= SHORT EXERCISE =
Copy every one of the records below word for word, leaving each line unchanged.

= Detection annotation records =
------------
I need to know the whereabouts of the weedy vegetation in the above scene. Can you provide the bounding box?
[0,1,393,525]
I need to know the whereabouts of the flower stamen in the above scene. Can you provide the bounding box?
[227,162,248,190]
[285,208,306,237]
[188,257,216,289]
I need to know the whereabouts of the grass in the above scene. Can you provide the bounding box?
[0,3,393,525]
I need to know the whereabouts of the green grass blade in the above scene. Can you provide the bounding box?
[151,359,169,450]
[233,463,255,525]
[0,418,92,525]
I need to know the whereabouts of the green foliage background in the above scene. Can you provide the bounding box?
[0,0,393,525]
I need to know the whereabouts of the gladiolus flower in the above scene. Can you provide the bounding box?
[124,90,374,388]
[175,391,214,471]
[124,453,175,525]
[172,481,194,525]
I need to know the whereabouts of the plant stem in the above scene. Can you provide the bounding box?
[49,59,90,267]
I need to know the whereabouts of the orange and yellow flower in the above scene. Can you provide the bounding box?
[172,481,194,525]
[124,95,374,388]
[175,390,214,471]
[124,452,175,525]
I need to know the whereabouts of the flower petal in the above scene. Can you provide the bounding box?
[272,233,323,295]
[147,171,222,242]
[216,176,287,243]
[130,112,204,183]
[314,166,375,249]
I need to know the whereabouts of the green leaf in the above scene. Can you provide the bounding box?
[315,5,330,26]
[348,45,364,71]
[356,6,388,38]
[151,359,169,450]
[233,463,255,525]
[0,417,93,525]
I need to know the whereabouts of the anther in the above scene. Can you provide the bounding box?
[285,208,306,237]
------------
= SOLVED PROBLEM =
I need to know the whereabouts of the weedy vegetation in the above scene. Can you provide the bounding box?
[0,1,393,525]
I need to know the whereabouts of the flower stamen in the above scene. Can you provide the bounding box?
[227,162,248,190]
[285,208,306,237]
[188,257,216,289]
I need to know the whereabouts of the grass in the above scene. Can you provide the bounding box?
[0,3,393,525]
I need to know the whereabouts of the green grass blade in the above scene. Can you provide the bounding box?
[151,359,169,450]
[233,463,255,525]
[0,418,92,525]
I need to know the whereabouts of the green foliage background in the above scene. Can you provide the bounding box?
[0,0,393,525]
I need to know the whereabouts of the gladiolus flower in the above scene. Can you provide the bounding box?
[124,90,374,388]
[175,391,214,471]
[124,453,175,525]
[172,481,194,525]
I need to know the whereabouts of the plant stem in the above scene. Can you provide the bounding box?
[49,59,90,267]
I need to know the whereabouts of the orange and yellow flower in the above scene. Can you provide the bounding box?
[172,481,194,525]
[124,95,374,388]
[175,390,214,471]
[124,452,175,525]
I need to know the whereabouts of the flower petal in the above scene. Can you provide the bounding box?
[272,233,323,295]
[147,171,222,242]
[216,176,287,243]
[130,112,204,183]
[314,166,375,249]
I need to know the whereabouts of the green leaf in the above scene. Can you provide the bounding box?
[315,5,330,26]
[348,45,364,71]
[356,6,388,38]
[151,359,169,450]
[233,463,255,525]
[0,417,93,525]
I need to know the whereabouts of the anther in the above scene. Can you provide the bounding box?
[285,208,306,237]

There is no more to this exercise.